[EXERCISE INPUTS start]
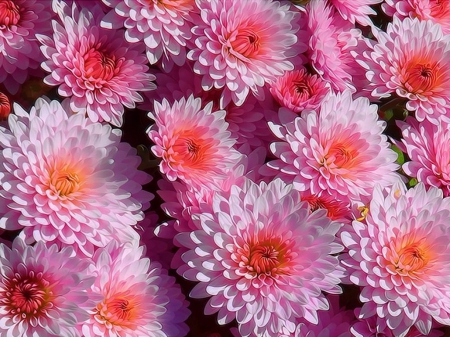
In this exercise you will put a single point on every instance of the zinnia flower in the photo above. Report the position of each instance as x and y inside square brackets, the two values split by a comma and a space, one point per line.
[411, 60]
[95, 67]
[68, 179]
[262, 258]
[20, 21]
[136, 297]
[42, 290]
[241, 45]
[194, 143]
[339, 149]
[400, 257]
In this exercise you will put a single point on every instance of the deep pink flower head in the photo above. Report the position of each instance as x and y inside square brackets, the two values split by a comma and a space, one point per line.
[136, 297]
[411, 60]
[241, 45]
[20, 21]
[43, 290]
[193, 142]
[67, 179]
[262, 258]
[400, 257]
[163, 25]
[437, 11]
[427, 146]
[95, 67]
[339, 149]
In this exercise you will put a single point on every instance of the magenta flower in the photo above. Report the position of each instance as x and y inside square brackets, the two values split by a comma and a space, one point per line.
[42, 290]
[241, 52]
[67, 179]
[410, 59]
[136, 297]
[95, 67]
[262, 258]
[400, 257]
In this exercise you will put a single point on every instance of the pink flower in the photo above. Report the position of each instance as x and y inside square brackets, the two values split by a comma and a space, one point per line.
[42, 290]
[193, 142]
[239, 51]
[95, 67]
[163, 25]
[20, 21]
[411, 60]
[136, 297]
[340, 150]
[262, 258]
[298, 90]
[400, 259]
[67, 179]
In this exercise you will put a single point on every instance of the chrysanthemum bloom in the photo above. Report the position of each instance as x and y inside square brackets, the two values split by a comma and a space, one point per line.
[20, 21]
[137, 297]
[42, 290]
[298, 90]
[65, 178]
[95, 67]
[332, 45]
[437, 11]
[241, 45]
[339, 149]
[192, 141]
[163, 25]
[411, 60]
[262, 258]
[400, 257]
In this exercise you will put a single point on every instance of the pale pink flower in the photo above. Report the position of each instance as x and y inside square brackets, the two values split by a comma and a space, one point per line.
[339, 149]
[437, 11]
[262, 258]
[20, 21]
[136, 297]
[43, 291]
[400, 257]
[67, 179]
[411, 60]
[241, 45]
[298, 90]
[193, 142]
[163, 25]
[95, 67]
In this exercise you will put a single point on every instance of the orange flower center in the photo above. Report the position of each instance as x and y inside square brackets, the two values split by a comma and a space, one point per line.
[9, 13]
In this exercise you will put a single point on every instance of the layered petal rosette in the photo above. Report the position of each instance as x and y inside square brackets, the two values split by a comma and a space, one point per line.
[262, 258]
[241, 45]
[411, 60]
[65, 178]
[339, 149]
[43, 290]
[95, 67]
[400, 259]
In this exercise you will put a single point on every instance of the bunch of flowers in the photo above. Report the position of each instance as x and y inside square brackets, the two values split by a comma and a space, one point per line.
[218, 168]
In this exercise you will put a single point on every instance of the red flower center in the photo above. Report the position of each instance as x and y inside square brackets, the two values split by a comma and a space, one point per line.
[9, 13]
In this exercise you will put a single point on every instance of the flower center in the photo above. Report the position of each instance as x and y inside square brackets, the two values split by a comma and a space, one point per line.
[9, 13]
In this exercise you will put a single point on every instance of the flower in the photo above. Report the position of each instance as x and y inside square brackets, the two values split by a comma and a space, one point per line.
[410, 59]
[400, 258]
[20, 21]
[194, 143]
[298, 90]
[136, 297]
[95, 67]
[42, 290]
[339, 149]
[241, 52]
[163, 25]
[262, 258]
[67, 179]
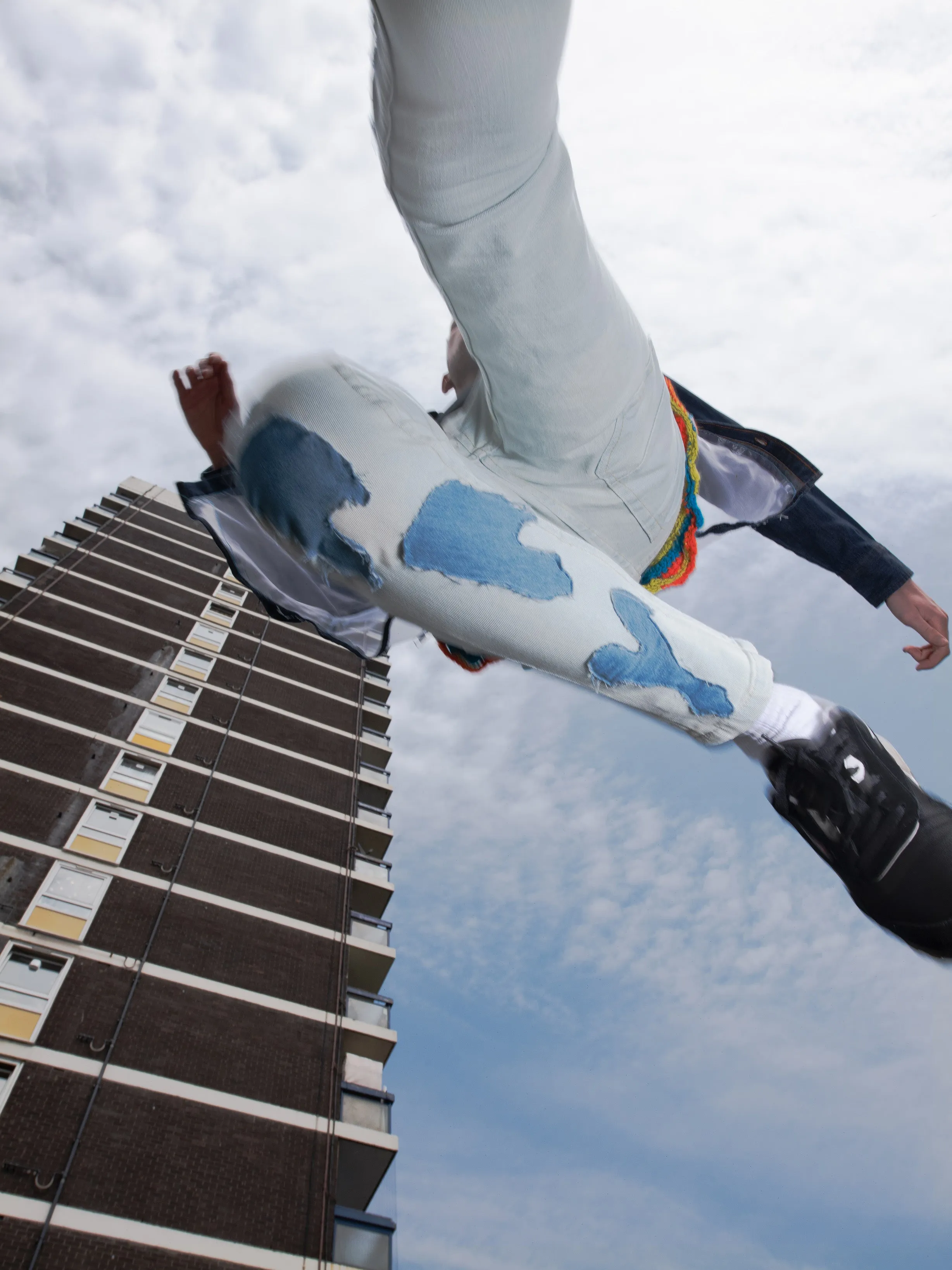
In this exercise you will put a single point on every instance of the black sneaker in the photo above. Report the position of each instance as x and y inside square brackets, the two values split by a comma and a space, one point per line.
[859, 807]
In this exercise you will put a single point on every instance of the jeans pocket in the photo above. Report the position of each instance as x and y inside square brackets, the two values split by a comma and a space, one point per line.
[644, 467]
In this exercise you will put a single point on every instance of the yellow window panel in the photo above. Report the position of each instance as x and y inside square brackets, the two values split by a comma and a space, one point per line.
[105, 831]
[206, 636]
[157, 732]
[56, 924]
[86, 846]
[160, 747]
[18, 1023]
[196, 666]
[133, 776]
[172, 703]
[122, 790]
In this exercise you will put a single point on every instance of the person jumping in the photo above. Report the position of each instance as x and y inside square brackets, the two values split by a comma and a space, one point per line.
[540, 516]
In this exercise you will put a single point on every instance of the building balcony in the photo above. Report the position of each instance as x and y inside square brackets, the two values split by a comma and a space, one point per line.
[375, 750]
[374, 788]
[13, 583]
[375, 688]
[375, 717]
[374, 832]
[367, 1032]
[362, 1241]
[370, 956]
[371, 887]
[35, 563]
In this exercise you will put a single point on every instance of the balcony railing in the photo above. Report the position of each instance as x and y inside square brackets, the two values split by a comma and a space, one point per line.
[365, 812]
[369, 1007]
[371, 930]
[367, 1108]
[362, 1240]
[370, 868]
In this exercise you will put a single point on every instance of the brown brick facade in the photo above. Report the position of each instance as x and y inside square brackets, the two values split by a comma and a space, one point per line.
[174, 1159]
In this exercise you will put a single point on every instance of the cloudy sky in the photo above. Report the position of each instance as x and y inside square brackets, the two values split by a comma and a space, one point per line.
[640, 1024]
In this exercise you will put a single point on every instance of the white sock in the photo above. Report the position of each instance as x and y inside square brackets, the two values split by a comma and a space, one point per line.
[791, 714]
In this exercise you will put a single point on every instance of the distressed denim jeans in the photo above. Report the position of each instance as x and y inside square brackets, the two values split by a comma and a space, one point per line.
[518, 529]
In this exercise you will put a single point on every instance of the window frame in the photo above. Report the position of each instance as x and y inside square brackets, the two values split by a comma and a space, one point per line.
[178, 722]
[35, 953]
[219, 594]
[176, 681]
[80, 826]
[117, 765]
[219, 633]
[57, 867]
[214, 613]
[17, 1065]
[191, 675]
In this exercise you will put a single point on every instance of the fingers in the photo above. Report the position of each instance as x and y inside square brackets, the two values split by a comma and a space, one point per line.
[207, 369]
[930, 656]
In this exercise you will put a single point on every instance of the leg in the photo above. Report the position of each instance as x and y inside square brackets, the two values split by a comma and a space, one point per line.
[465, 112]
[361, 480]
[EXERCISE INPUTS end]
== AIM ==
Reproduce every line of the listing above verbatim, omitting the pictures.

== SOLUTION ==
In this exercise you will put a single point on every instance of the zinnia flower in the photo above. Report the position of each instance as x and y inside square brackets, the two values split by a comma and a space, one point per line.
[411, 60]
[95, 67]
[68, 179]
[262, 258]
[20, 21]
[136, 297]
[42, 290]
[241, 45]
[194, 143]
[339, 149]
[400, 257]
In this exercise you will put a single point on every instance of the deep pink flower head in the photo above. Report the position of each instance as x and y inside square brackets, the two values split by a comma and a space, one point per line.
[136, 297]
[411, 60]
[241, 45]
[20, 21]
[43, 290]
[193, 142]
[67, 179]
[262, 258]
[400, 257]
[163, 25]
[437, 11]
[427, 146]
[95, 67]
[339, 149]
In this exercise you will put a single point on every instance of the magenta flower in the photo above. Report the position of each instance as x and y inside square brackets, the two values split by a comma and a space, one point per line.
[42, 290]
[241, 52]
[67, 179]
[410, 59]
[136, 297]
[95, 67]
[262, 258]
[400, 257]
In this exercise you will put a single point on every instance of the pink flower in the photo above. Report the position of each instance as x and y inside square brackets, the two values split by a comma and a space, one point per line.
[42, 290]
[193, 142]
[239, 51]
[95, 67]
[163, 25]
[20, 21]
[411, 60]
[136, 297]
[340, 150]
[262, 258]
[298, 90]
[400, 259]
[67, 179]
In this exercise you will put a single point on every instance of the chrysanthemum bloom in the photo above. Report the position of each instance as x and y inside square brackets, the two values split by a comma and a space, one point per line.
[20, 21]
[137, 297]
[42, 290]
[298, 90]
[65, 178]
[95, 67]
[332, 45]
[437, 11]
[241, 45]
[339, 149]
[192, 141]
[163, 25]
[411, 60]
[262, 258]
[400, 257]
In this exercise you will put a single point on every instance of the pale pink flower in the photo above. Report the position of each instance as x and y inside square brackets, the two values split by a comma and a space, one point per line.
[339, 149]
[437, 11]
[262, 258]
[20, 21]
[136, 297]
[43, 291]
[400, 257]
[67, 179]
[411, 60]
[241, 45]
[298, 90]
[193, 142]
[163, 25]
[95, 67]
In this exercise you will put a single point on every instance of the orange flower center in the photo above. Report the position of each instance as x and y inside square brackets, the two values split by a comma and a space, one point per line.
[9, 13]
In this exercise you will put a single point on every instance of the layered petal rosette in the photo above. Report the position of each instance as x and y inside square brackets, the two values split by a comma and a space, one point per line.
[262, 258]
[241, 45]
[411, 60]
[65, 178]
[339, 149]
[43, 290]
[95, 67]
[400, 259]
In this exercise you will put a single point on every instance of the bunch of flowers in the photo above. Report the position of each instance as x and y inside square brackets, the two values split by a comma and a space, one point per line.
[218, 168]
In this exercise you will put a single point on every instance of the red flower center in the photo above. Report the position of each instance as x and y inside square brackets, the two values split by a comma and a space, one point per line.
[9, 13]
In this exercise you will put a single point on every instance of the flower center in the photo above. Report the position of each instance as x and y inside square brackets, the two values split by a comma and a space, one point per line.
[9, 13]
In this exercise you will put a single point on every instance of the flower in the photo above. Report the position of each instance as x and y inside square brackets, the two values split by a comma and a space, one point per line.
[410, 59]
[400, 258]
[20, 21]
[194, 143]
[298, 90]
[136, 297]
[95, 67]
[42, 290]
[339, 149]
[241, 52]
[163, 25]
[262, 258]
[67, 179]
In this exercise you will put a single point on every instance of the black sneaker in the photo above. Report the position of each instance as x and y inside square brackets, the two values split by a comma and a space, one point per line.
[859, 807]
In this exercise you will put a single point on every instance of the jeans pocket in the photo above. Report the position of each instance as x and y inside square brackets, the two values split by a comma and a space, one point per line.
[644, 467]
In this exercise you will put a single point on every instance of the yellow window panel in the photo above. Report the position of each instance as x and y inside square brackets, the two values split by a comma and a space, one point per line.
[105, 831]
[206, 636]
[157, 732]
[56, 924]
[86, 846]
[160, 747]
[18, 1023]
[196, 666]
[133, 776]
[172, 703]
[122, 790]
In this exercise you will put a single point on every instance of the person jumping in the photo above. Report the position of each instance as x and y inside square brackets, the two values split by a comma and a space, one point per line.
[540, 516]
In this exercise you will put a single point on every instance of the building balcony in the photo above. Report the position of each instance as x and y inside square brackets, the two values split by a comma and a space, one point per line.
[375, 750]
[374, 788]
[13, 583]
[375, 688]
[375, 717]
[374, 832]
[367, 1032]
[362, 1241]
[370, 956]
[371, 887]
[35, 563]
In this exercise you will put a single point on every instance of the balcony railing in the photo above. Report the position of each instance as x and y inside square brackets, the two values split by a comma and a space, one point per line.
[365, 812]
[369, 1007]
[371, 930]
[367, 1108]
[362, 1240]
[370, 868]
In this exercise you will put a single point on every instance of the brown brick facade in the photo above. Report the position of each instance as x and y inside square brackets, the two values split by a comma and a space, one point per line.
[174, 1159]
In this exercise you will put a single point on every instance of the cloudy sky in the photo above. Report the position of each instance as x and y inside square brackets, the two values split by a comma and a space, one point per line.
[640, 1024]
In this exercise you will put a single point on every instance of the white sock in the photo above. Report the position of each instance as x and y inside square brackets, the two values split by a comma and a space, one point per line.
[791, 714]
In this exercise you will put a single point on every instance of the distressed denim jeans in the photo above. Report the position of each instance as x and y inside square brackets, the two values split by a comma and a space, one point per line.
[518, 529]
In this exercise you will put a single point on every instance of the window frame in the photo above. Report the position of each instance as x and y inside square brackets, the two values split by a comma and a space, one point per line.
[178, 722]
[35, 953]
[219, 594]
[176, 681]
[80, 826]
[117, 765]
[219, 633]
[57, 867]
[214, 613]
[17, 1065]
[191, 675]
In this exercise you will put a single point on every instance of the fingers in the photo above. Report the position of each instance as x and y inside square brackets, the two values split by a comma and a space, one point per line.
[207, 369]
[930, 656]
In this exercise you will put a single point on every instance of the leg in the photo above. Report the position of each instance as x and y inside square brackets, the two values split by a comma and a space, one point per line.
[465, 112]
[361, 480]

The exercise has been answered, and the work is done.